“PORMAIORES”, INFORMAÇÃO E PUBLICIDADE
“Se me interessasse pelo sensacionalismo e a manipulação dos factos, teria muito por onde escolher. Mas acontece que sou leitor (e assinante) do PÚBLICO, que pretende ser reconhecido como um jornal de referência.
Agora que deu por concluídas as suas crónicas acerca de ‘pormenores’, permita que me refira a ‘pormaiores’. Escolho dois, de entre muitos que de forma preocupante proliferam no PÚBLICO.
Todos sabemos o efeito dos títulos, assim como sabemos quantos leitores ‘se ficam’ pelos títulos, nomeadamente os das primeiras páginas.
Na edição de 20 de Julho de 2006, na página 2, em título, podemos ler ‘REGIME PARA TRANSFERÊNCIA DE FUNCIONÁRIOS PÚBLICOS APROVADO COM ABSTENÇÃO DA DIREITA’. Assim se consegue ludibriar os ‘leitores de títulos’, que são muitos! Porque é que o título da ‘notícia’ não refere quais as forças políticas que votam contra? A quem interessará este título mentiroso?
Na primeira página da edição de 22 de Julho de 2006, em título, podemos ler ‘GOVERNO DIMINUI PENALIZAÇÃO PARA REFORMAS ANTECIPADAS’ e na página 40 da mesma edição deparamo-nos (subtilmente?) com ‘GOVERNO DIMINUI PENALIZAÇÃO PREVISTA PARA REFORMAS ANTECIPADAS’! Muitos leitores leram o título da primeira página e poucos terão lido o título da página 40...
A verdade é que o Governo pretende que as reformas antecipadas passem a ser mais penalizadas! A quem interessa esta confusão de intenções?
‘Hoje, o principal problema do jornalismo é a erosão progressiva da qualidade (provocada, designadamente, por opções editoriais controversas e influências económicas subtis, mas perniciosas). O desafio é, portanto, recuperar a credibilidade (...).O resto são pormenores, podem ser importantes, mas não deixam de ser pormenores...’ escreveu o provedor do PÚBLICO na sua crónica de 6 de Agosto de 2006.
E os ‘pormaiores’, senhor provedor, até quando vão continuar à mercê de ‘influências económicas subtis’? Ou de influências de outra natureza, quem sabe, ainda mais preocupantes?”, indaga Orlando Ponte.
Muitas vezes aquilo que está em causa é apenas a ignorância e a falta de profissionalismo.
Solicitei um esclarecimento ao director do PÚBLICO.
“Sobre o primeiro título (‘REGIME PARA TRANSFERÊNCIA DE FUNCIONÁRIOS PÚBLICOS APROVADO COM ABSTENÇÃO DA DIREITA’): A dúvida antes do debate era como votariam o PSD e o CDS, pois os outros partidos já tinham anunciado que votariam contra. A notícia era o que não se sabia antes, por isso a opção de, nesse caso, se ter destacado abstenção da direita. O título não é ‘mentiroso’, apenas escolhe sublinhar uma parte do que se passou, pela sua novidade.
-------
— EXERCÍCIO —
Reproduza, sem mudar nada, o trecho do texto sobre os títulos do PÚBLICO que vai entre "A verdade é" e "director do PÚBLICO.", inclusive.
-------
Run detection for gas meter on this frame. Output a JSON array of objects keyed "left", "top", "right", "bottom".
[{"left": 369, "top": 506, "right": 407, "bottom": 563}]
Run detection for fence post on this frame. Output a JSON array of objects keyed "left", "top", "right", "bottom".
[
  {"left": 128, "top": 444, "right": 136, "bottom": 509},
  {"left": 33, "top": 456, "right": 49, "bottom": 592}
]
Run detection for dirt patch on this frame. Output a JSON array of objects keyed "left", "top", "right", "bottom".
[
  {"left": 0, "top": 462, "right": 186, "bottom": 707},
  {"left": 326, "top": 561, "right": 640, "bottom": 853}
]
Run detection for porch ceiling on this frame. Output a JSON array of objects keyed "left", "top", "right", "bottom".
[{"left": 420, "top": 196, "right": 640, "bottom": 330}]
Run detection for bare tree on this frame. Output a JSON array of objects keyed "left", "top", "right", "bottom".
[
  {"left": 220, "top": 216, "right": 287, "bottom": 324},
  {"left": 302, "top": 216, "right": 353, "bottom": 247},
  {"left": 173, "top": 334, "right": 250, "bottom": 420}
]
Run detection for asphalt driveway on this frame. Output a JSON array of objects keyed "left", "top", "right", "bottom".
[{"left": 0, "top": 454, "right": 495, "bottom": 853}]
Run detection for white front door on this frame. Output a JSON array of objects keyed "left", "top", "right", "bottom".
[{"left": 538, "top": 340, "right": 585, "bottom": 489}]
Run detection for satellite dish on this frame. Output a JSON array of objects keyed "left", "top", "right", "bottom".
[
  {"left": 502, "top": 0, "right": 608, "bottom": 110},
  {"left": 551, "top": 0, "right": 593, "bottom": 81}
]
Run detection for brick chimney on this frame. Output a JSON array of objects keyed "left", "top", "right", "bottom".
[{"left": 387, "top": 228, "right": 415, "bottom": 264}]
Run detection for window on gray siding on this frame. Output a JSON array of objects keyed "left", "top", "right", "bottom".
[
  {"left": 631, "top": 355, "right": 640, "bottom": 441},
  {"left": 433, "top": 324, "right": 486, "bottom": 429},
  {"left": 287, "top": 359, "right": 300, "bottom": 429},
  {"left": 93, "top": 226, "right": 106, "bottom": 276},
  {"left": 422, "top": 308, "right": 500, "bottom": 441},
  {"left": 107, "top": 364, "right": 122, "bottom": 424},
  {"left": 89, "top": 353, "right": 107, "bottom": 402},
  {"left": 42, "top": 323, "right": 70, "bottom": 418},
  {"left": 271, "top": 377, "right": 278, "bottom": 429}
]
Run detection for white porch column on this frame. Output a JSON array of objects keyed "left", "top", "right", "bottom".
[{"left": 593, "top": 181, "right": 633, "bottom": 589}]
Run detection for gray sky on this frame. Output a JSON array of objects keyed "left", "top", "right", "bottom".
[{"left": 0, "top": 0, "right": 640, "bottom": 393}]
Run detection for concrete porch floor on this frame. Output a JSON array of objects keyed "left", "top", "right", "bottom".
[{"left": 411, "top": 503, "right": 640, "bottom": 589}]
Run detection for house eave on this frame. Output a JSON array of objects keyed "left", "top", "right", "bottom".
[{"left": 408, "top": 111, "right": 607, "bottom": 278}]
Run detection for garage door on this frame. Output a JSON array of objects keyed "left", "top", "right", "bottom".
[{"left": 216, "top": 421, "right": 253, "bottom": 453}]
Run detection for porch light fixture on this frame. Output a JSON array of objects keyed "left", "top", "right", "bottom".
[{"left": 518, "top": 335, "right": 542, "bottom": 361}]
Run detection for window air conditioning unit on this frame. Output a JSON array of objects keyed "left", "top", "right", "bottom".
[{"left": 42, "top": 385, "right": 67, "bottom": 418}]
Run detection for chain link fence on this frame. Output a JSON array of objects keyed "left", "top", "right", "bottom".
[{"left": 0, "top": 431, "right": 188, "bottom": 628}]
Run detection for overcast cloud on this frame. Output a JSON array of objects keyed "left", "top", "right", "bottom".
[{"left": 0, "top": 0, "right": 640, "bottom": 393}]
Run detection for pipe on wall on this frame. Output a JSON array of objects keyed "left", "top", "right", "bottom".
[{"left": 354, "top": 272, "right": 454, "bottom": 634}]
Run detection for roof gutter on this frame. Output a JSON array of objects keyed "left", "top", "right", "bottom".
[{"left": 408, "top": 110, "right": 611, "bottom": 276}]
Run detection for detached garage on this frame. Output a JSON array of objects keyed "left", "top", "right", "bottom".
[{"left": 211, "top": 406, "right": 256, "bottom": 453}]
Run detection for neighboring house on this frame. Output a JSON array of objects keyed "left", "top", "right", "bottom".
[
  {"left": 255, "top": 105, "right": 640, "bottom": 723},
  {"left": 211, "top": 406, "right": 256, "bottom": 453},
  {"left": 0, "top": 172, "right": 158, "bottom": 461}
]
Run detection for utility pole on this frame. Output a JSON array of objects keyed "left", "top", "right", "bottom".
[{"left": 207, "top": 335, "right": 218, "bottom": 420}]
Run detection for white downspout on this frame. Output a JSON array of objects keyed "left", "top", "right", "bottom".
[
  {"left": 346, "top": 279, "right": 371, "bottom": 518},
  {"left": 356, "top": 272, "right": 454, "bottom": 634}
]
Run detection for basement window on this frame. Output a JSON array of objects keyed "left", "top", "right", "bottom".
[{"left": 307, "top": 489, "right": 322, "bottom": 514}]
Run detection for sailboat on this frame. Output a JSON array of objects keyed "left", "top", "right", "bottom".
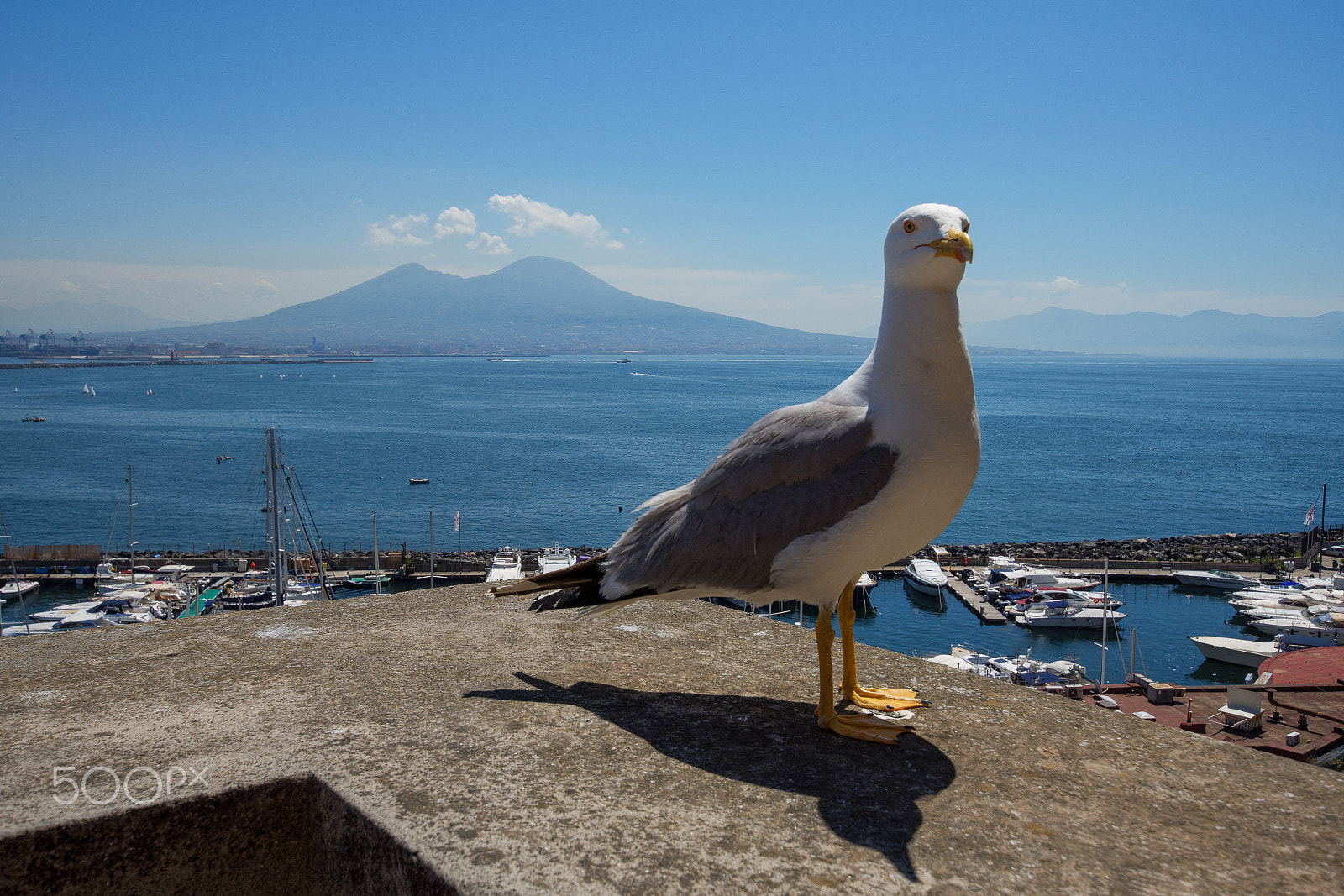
[
  {"left": 0, "top": 496, "right": 38, "bottom": 634},
  {"left": 218, "top": 428, "right": 331, "bottom": 610}
]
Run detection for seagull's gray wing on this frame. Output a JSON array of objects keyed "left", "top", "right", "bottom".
[{"left": 603, "top": 401, "right": 899, "bottom": 599}]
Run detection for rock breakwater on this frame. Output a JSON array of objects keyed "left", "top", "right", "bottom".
[{"left": 919, "top": 532, "right": 1301, "bottom": 563}]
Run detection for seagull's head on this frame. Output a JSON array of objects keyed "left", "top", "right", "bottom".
[{"left": 885, "top": 204, "right": 974, "bottom": 289}]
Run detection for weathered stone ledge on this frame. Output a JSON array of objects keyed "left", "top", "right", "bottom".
[{"left": 0, "top": 585, "right": 1344, "bottom": 896}]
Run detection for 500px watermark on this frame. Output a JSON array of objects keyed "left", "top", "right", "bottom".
[{"left": 51, "top": 766, "right": 210, "bottom": 806}]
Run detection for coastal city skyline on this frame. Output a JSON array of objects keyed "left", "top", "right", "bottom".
[{"left": 0, "top": 4, "right": 1344, "bottom": 334}]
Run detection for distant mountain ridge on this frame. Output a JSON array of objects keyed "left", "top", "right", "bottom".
[
  {"left": 963, "top": 307, "right": 1344, "bottom": 358},
  {"left": 0, "top": 301, "right": 197, "bottom": 334},
  {"left": 113, "top": 257, "right": 872, "bottom": 354}
]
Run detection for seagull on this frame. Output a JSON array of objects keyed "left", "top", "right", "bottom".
[{"left": 493, "top": 204, "right": 979, "bottom": 743}]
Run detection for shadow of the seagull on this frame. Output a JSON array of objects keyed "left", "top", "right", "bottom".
[{"left": 464, "top": 672, "right": 957, "bottom": 881}]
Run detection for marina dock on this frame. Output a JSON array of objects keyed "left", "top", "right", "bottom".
[
  {"left": 0, "top": 584, "right": 1344, "bottom": 896},
  {"left": 948, "top": 578, "right": 1008, "bottom": 625}
]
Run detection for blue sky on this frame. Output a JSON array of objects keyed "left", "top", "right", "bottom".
[{"left": 0, "top": 2, "right": 1344, "bottom": 332}]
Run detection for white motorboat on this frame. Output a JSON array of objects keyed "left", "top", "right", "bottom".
[
  {"left": 905, "top": 558, "right": 948, "bottom": 598},
  {"left": 925, "top": 652, "right": 979, "bottom": 674},
  {"left": 1252, "top": 612, "right": 1344, "bottom": 647},
  {"left": 0, "top": 579, "right": 38, "bottom": 600},
  {"left": 0, "top": 610, "right": 117, "bottom": 638},
  {"left": 1013, "top": 600, "right": 1125, "bottom": 629},
  {"left": 1239, "top": 607, "right": 1324, "bottom": 619},
  {"left": 988, "top": 652, "right": 1089, "bottom": 685},
  {"left": 995, "top": 589, "right": 1125, "bottom": 614},
  {"left": 536, "top": 542, "right": 578, "bottom": 575},
  {"left": 1172, "top": 569, "right": 1261, "bottom": 591},
  {"left": 1189, "top": 634, "right": 1284, "bottom": 669},
  {"left": 486, "top": 547, "right": 522, "bottom": 582},
  {"left": 29, "top": 600, "right": 99, "bottom": 622},
  {"left": 948, "top": 643, "right": 1008, "bottom": 679},
  {"left": 990, "top": 556, "right": 1100, "bottom": 591}
]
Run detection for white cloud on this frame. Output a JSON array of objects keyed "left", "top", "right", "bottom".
[
  {"left": 365, "top": 215, "right": 428, "bottom": 247},
  {"left": 466, "top": 230, "right": 513, "bottom": 255},
  {"left": 958, "top": 277, "right": 1317, "bottom": 324},
  {"left": 489, "top": 193, "right": 612, "bottom": 241},
  {"left": 434, "top": 206, "right": 475, "bottom": 239},
  {"left": 0, "top": 259, "right": 390, "bottom": 322}
]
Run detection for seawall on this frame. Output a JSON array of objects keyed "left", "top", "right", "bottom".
[{"left": 0, "top": 584, "right": 1344, "bottom": 896}]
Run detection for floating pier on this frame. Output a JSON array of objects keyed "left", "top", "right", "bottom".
[{"left": 948, "top": 578, "right": 1008, "bottom": 625}]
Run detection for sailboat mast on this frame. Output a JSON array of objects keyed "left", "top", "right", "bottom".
[
  {"left": 374, "top": 513, "right": 383, "bottom": 594},
  {"left": 0, "top": 509, "right": 32, "bottom": 634},
  {"left": 285, "top": 468, "right": 331, "bottom": 599},
  {"left": 266, "top": 427, "right": 285, "bottom": 607}
]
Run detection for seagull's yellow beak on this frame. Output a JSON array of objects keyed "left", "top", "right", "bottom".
[{"left": 925, "top": 230, "right": 976, "bottom": 262}]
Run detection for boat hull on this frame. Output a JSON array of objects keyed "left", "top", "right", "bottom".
[{"left": 1189, "top": 634, "right": 1282, "bottom": 669}]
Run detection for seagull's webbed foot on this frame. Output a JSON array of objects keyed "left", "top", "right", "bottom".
[
  {"left": 840, "top": 584, "right": 930, "bottom": 712},
  {"left": 816, "top": 589, "right": 926, "bottom": 744},
  {"left": 842, "top": 685, "right": 932, "bottom": 712},
  {"left": 817, "top": 704, "right": 914, "bottom": 744}
]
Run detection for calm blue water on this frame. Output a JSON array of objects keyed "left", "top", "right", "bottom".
[{"left": 0, "top": 356, "right": 1344, "bottom": 681}]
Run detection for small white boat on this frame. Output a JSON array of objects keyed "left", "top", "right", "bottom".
[
  {"left": 1013, "top": 600, "right": 1125, "bottom": 629},
  {"left": 486, "top": 547, "right": 522, "bottom": 582},
  {"left": 1239, "top": 607, "right": 1310, "bottom": 619},
  {"left": 0, "top": 579, "right": 38, "bottom": 600},
  {"left": 1189, "top": 634, "right": 1284, "bottom": 669},
  {"left": 1172, "top": 569, "right": 1261, "bottom": 591},
  {"left": 29, "top": 600, "right": 101, "bottom": 622},
  {"left": 1252, "top": 612, "right": 1344, "bottom": 647},
  {"left": 536, "top": 542, "right": 578, "bottom": 575},
  {"left": 905, "top": 558, "right": 948, "bottom": 598},
  {"left": 0, "top": 610, "right": 117, "bottom": 638},
  {"left": 990, "top": 589, "right": 1125, "bottom": 612},
  {"left": 925, "top": 652, "right": 979, "bottom": 674},
  {"left": 988, "top": 652, "right": 1089, "bottom": 686}
]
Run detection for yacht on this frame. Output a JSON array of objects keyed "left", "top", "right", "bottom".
[
  {"left": 1189, "top": 634, "right": 1284, "bottom": 669},
  {"left": 988, "top": 652, "right": 1089, "bottom": 686},
  {"left": 536, "top": 542, "right": 578, "bottom": 574},
  {"left": 0, "top": 579, "right": 38, "bottom": 600},
  {"left": 486, "top": 545, "right": 522, "bottom": 582},
  {"left": 905, "top": 558, "right": 948, "bottom": 598},
  {"left": 925, "top": 645, "right": 1008, "bottom": 679},
  {"left": 995, "top": 589, "right": 1125, "bottom": 611},
  {"left": 1172, "top": 569, "right": 1261, "bottom": 591},
  {"left": 1252, "top": 612, "right": 1344, "bottom": 647},
  {"left": 988, "top": 556, "right": 1100, "bottom": 591}
]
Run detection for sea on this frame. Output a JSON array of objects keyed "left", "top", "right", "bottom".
[{"left": 0, "top": 354, "right": 1344, "bottom": 684}]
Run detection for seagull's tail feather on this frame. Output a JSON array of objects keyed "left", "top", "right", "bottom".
[
  {"left": 527, "top": 584, "right": 610, "bottom": 612},
  {"left": 491, "top": 553, "right": 606, "bottom": 598}
]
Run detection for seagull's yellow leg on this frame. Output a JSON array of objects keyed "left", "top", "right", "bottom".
[
  {"left": 840, "top": 582, "right": 929, "bottom": 712},
  {"left": 817, "top": 596, "right": 914, "bottom": 744}
]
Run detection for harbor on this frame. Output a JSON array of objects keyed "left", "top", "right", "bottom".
[{"left": 0, "top": 584, "right": 1344, "bottom": 893}]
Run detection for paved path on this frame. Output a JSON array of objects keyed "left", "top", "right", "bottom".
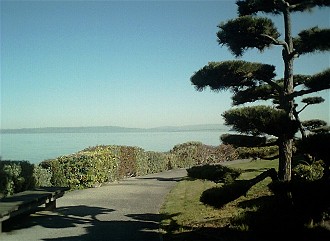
[{"left": 0, "top": 169, "right": 187, "bottom": 241}]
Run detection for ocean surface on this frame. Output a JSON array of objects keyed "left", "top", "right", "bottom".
[{"left": 0, "top": 130, "right": 225, "bottom": 163}]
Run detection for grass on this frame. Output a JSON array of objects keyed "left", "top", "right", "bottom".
[{"left": 161, "top": 160, "right": 330, "bottom": 241}]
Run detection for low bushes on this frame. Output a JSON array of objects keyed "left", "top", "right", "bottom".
-------
— RESPOSTA —
A verdade é que o Governo pretende que as reformas antecipadas passem a ser mais penalizadas! A quem interessa esta confusão de intenções?
‘Hoje, o principal problema do jornalismo é a erosão progressiva da qualidade (provocada, designadamente, por opções editoriais controversas e influências económicas subtis, mas perniciosas). O desafio é, portanto, recuperar a credibilidade (...).O resto são pormenores, podem ser importantes, mas não deixam de ser pormenores...’ escreveu o provedor do PÚBLICO na sua crónica de 6 de Agosto de 2006.
E os ‘pormaiores’, senhor provedor, até quando vão continuar à mercê de ‘influências económicas subtis’? Ou de influências de outra natureza, quem sabe, ainda mais preocupantes?”, indaga Orlando Ponte.
Muitas vezes aquilo que está em causa é apenas a ignorância e a falta de profissionalismo.
Solicitei um esclarecimento ao director do PÚBLICO.